▸ **REQUIRED WORK**:
**A.** Answer these from the court opinion in United States v. Quayshaun Banks:
(i) Which court and location did the appeal come from?
(ii) On what date was the case decided?
(iii) Who is listed as counsel for the appellant?
**B.** Write a continuation of the court opinion in United States v. Quayshaun Banks, starting after its last sentence.
[Start of PASSAGE GIVEN]
United States v. Quayshaun Banks
This text of United States v. Quayshaun Banks (United States v. Quayshaun Banks) is published on Counsel Stack Legal Research, covering Court of Appeals for the Fourth Circuit primary law. Counsel Stack provides free access to over 12 million legal documents including statutes, case law, regulations, and constitutions.
Opinion
USCA4 Appeal: 23-4017 Doc: 33 Filed: 07/11/2024 Pg: 1 of 4
UNPUBLISHED
UNITED STATES COURT OF APPEALS FOR THE FOURTH CIRCUIT
No. 23-4017
UNITED STATES OF AMERICA,
Plaintiff - Appellee,
v.
QUAYSHAUN LAQUAN BANKS, a/k/a Brisco,
Defendant - Appellant.
Appeal from the United States District Court for the Eastern District of North Carolina, at Elizabeth City. James C. Dever III, District Judge. (2:20-cr-00045-D-1)
Submitted: April 18, 2024 Decided: July 11, 2024
Before RICHARDSON and BENJAMIN, Circuit Judges, and KEENAN, Senior Circuit Judge.
Affirmed by unpublished per curiam opinion.
ON BRIEF: Brian M. Aus, BRIAN AUS, ATTORNEY AT LAW, Durham, North Carolina, for Appellant. Michael F. Easley, Jr., United States Attorney, David A. Bragdon, Assistant United States Attorney, Lucy Partain Brown, Assistant United States Attorney, OFFICE OF THE UNITED STATES ATTORNEY, Raleigh, North Carolina, for Appellee.
[End of PASSAGE GIVEN]
[Start of STORED DATA]
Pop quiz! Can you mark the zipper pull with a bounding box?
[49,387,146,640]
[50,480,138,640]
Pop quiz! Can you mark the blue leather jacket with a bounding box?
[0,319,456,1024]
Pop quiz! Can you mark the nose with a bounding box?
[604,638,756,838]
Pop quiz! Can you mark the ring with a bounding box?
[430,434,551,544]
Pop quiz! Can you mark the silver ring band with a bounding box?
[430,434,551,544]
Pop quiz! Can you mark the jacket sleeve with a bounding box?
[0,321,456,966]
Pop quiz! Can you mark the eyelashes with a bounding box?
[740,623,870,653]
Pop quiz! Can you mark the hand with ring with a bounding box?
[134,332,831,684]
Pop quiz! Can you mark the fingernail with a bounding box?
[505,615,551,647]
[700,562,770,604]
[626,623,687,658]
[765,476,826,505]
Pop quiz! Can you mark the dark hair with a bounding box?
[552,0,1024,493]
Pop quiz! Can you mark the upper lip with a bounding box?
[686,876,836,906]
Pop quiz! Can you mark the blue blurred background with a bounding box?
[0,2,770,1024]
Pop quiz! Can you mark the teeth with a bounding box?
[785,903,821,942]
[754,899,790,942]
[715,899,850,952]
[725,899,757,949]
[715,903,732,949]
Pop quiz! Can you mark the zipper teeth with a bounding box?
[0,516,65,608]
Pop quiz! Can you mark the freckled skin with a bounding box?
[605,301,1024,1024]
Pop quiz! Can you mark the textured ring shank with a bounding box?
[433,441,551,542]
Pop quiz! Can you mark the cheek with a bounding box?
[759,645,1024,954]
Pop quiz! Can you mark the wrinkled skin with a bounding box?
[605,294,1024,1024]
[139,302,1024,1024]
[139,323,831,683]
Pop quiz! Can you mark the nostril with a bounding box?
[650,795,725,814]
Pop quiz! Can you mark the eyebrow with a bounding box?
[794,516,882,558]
[End of STORED DATA]
▸ **EXERCISE ANSWERS**:
**A.**
(i) The United States District Court for the Eastern District of North Carolina, at Elizabeth City.
(ii) July 11, 2024.
(iii) Brian M. Aus.

**B.**
Unpublished opinions are not binding precedent in this circuit. USCA4 Appeal: 23-4017 Doc: 33 Filed: 07/11/2024 Pg: 2 of 4
PER CURIAM:
Quayshaun Laquan Banks appeals from his 114-month sentence imposed pursuant
to his guilty plea to distribution of cocaine and crack cocaine. On appeal, Banks challenges
the district court’s findings at sentencing regarding the attributable drug quantity and the
court’s imposition of enhancements for possession of a dangerous weapon and use of
violence. Finding that any error was harmless, we affirm.
Under the “assumed error harmlessness inquiry,” an allegedly erroneous application
of the Sentencing Guidelines does not require reversal if we can determine that the asserted
errors are harmless. United States v. McDonald, 850 F.3d 640, 643 (4th Cir. 2017) (internal
quotation marks omitted). To reach this conclusion, we must find that “(1) the district court
would have reached the same result even if it had decided the Guidelines issue the other
way, and (2) the sentence would be reasonable even if the Guidelines issue had been
decided in the defendant’s favor.” United States v. Mills, 917 F.3d 324, 330 (4th Cir. 2019)
(brackets and internal quotation marks omitted).
Here, the district court expressly stated that, irrespective of the correct Guidelines
range, a 114-month sentence was warranted under the pertinent 18 U.S.C. § 3553(a)
factors. Thus, the “court made it abundantly clear that it would have imposed the same
sentence . . . regardless of the advice of the Guidelines,” United States v. Gomez-Jimenez,
750 F.3d 370, 382 (4th Cir. 2014), thereby satisfying the first prong of the assumed error
harmlessness inquiry, id. at 383.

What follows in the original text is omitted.